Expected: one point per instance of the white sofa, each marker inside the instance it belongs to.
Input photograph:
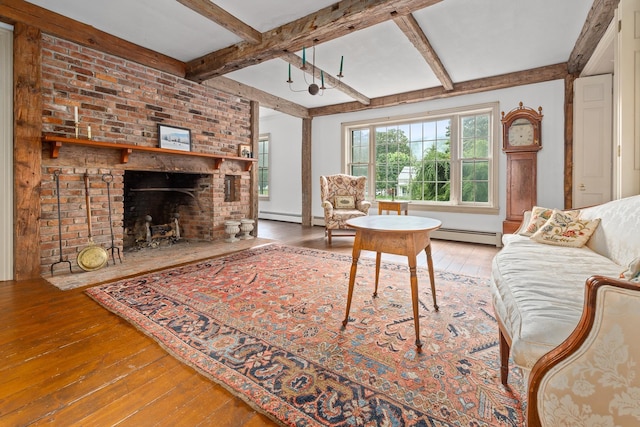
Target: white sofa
(538, 295)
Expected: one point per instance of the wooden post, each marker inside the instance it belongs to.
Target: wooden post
(253, 187)
(307, 186)
(27, 154)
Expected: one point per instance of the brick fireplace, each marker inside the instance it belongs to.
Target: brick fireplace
(161, 207)
(124, 102)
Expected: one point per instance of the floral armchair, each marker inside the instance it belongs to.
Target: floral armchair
(343, 198)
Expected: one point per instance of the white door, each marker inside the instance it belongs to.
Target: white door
(592, 140)
(627, 71)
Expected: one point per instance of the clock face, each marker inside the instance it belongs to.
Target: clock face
(521, 133)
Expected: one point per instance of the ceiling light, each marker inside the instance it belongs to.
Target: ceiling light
(313, 88)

######

What to do → Find every line in the records above that contains the word "instance", and copy each one.

Output →
Expected: one point per instance of the white sofa, each marker inside the instance it belongs to.
Expected: one point per instance of the wooden post, each marker inside the instance it belongs to.
Expected: one point per instance of the brick fireplace, each marker inside the instance it belongs to.
Expected: one point per instance of the floral armchair, each marker inside the instance it belongs to.
Expected: one point per instance of the white door, each marker inside the instance it belongs to.
Expected: one point per instance of the clock face, each marker inside the instance it belongs to.
Expected: one point per instance of the ceiling light, each marker inside the instance it belongs to.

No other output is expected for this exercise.